> What you should do
Each entry that follows should be retyped in full and exactly.
(Beginning of Exercise data)
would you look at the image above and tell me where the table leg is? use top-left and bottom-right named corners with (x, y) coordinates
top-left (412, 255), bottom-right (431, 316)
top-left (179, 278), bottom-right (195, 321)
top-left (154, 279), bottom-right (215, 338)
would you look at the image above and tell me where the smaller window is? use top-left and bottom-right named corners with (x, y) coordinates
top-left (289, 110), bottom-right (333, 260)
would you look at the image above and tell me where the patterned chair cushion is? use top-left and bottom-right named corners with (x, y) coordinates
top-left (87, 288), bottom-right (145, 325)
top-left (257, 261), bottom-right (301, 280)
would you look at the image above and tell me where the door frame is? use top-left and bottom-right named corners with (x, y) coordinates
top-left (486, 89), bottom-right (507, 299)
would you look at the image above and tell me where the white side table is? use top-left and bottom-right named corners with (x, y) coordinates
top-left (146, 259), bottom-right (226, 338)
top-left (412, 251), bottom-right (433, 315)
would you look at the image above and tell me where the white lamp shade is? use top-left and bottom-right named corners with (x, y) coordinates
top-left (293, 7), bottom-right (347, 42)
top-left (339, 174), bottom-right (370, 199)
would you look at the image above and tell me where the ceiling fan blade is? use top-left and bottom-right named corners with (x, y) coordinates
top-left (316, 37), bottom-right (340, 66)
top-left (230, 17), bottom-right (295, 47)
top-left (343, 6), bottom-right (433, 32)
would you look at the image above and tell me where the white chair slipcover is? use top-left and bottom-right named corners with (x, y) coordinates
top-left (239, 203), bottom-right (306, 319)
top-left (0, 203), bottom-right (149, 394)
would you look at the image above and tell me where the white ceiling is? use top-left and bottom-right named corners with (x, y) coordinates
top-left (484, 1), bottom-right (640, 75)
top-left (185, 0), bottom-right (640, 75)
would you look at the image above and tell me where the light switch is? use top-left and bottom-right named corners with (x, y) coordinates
(End of Exercise data)
> Exercise output
would you look at the image above and tell me where the table leg is? use top-left and bottom-right named corners with (x, y) coordinates
top-left (412, 255), bottom-right (431, 316)
top-left (179, 278), bottom-right (195, 321)
top-left (154, 279), bottom-right (215, 338)
would you look at the image above and tell me where the smaller window is? use top-left and bottom-right named corners with (x, y) coordinates
top-left (289, 110), bottom-right (333, 260)
would you look at the image above and tell me where the patterned chair cushion is? use top-left and bottom-right named corners with (x, y) coordinates
top-left (87, 288), bottom-right (145, 325)
top-left (257, 261), bottom-right (301, 280)
would you look at the image above and tell me where the door frame is? use top-left and bottom-right named corners with (x, y) coordinates
top-left (486, 89), bottom-right (507, 299)
would you look at the image above and tell me where the white side table is? use top-left and bottom-right named corners with (x, y) coordinates
top-left (146, 259), bottom-right (226, 338)
top-left (412, 251), bottom-right (433, 315)
would you look at the image above and tell me where the white lamp shade is? use top-left and bottom-right named corners with (x, y) coordinates
top-left (293, 7), bottom-right (347, 42)
top-left (339, 174), bottom-right (370, 199)
would you look at the image above and tell me where the ceiling fan blade is? use top-left and bottom-right named corners with (x, y) coordinates
top-left (316, 37), bottom-right (340, 66)
top-left (230, 17), bottom-right (295, 47)
top-left (343, 6), bottom-right (433, 32)
would you look at the image above and tell me where the white chair slipcover is? use top-left and bottom-right named corners with (x, y) coordinates
top-left (239, 203), bottom-right (306, 319)
top-left (0, 203), bottom-right (149, 394)
would you look at the image above and tell me where the white ceiling is? use top-left and bottom-right named corners with (x, y) coordinates
top-left (484, 1), bottom-right (640, 75)
top-left (185, 0), bottom-right (640, 75)
would you look at the image above and tell me where the light switch is? use top-left and bottom-right named corners with (x, y) coordinates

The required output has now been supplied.